* PROVIDED RECORDS

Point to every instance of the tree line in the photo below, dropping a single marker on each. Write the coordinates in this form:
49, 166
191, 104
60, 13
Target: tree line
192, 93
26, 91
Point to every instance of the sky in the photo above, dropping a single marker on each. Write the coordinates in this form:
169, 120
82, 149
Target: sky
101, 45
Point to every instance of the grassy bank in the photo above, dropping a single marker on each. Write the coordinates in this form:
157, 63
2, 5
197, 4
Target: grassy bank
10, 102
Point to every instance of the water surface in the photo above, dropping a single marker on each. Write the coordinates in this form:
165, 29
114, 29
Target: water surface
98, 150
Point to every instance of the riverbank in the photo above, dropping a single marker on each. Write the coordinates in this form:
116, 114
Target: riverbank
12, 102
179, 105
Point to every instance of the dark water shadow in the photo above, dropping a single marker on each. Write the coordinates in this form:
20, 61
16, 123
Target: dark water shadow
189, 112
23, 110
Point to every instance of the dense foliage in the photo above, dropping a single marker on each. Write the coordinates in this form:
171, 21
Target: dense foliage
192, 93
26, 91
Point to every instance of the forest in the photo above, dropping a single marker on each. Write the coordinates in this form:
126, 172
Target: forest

* EXERCISE DESCRIPTION
Please transcribe exactly the line containing "Point to every instance of the grassy" and every line after it through the end of the records, and nothing else.

* EXERCISE RESULT
Point to every instance of the grassy bank in the photo above, dropping a single marker on each. Write the coordinates in this form:
157, 63
2, 5
197, 4
Target: grassy bank
10, 102
Point to every instance of the water surface in the photo above, dropping a single marker on each. Write the coordinates in this form:
165, 29
114, 29
Target: water surface
98, 150
Point to every instance of the riverbank in the photo above, dropping a single marker on each. Write the coordinates in this form:
116, 114
Target: riverbank
12, 102
179, 105
Point to every instance of the dark water shadow in the photo above, dropping a single marker on each. Write the coordinates in this form:
20, 61
16, 123
Target: dark water shadow
189, 112
23, 110
Point to every instance of the dense foliage in the photo above, dropping a single marker on each. Write the coordinates in this form:
171, 21
Target: dense foliage
192, 93
26, 91
Point to every instance of the forest in the photo above, dropping a single marker on each. Write the coordinates in this form:
126, 172
Target: forest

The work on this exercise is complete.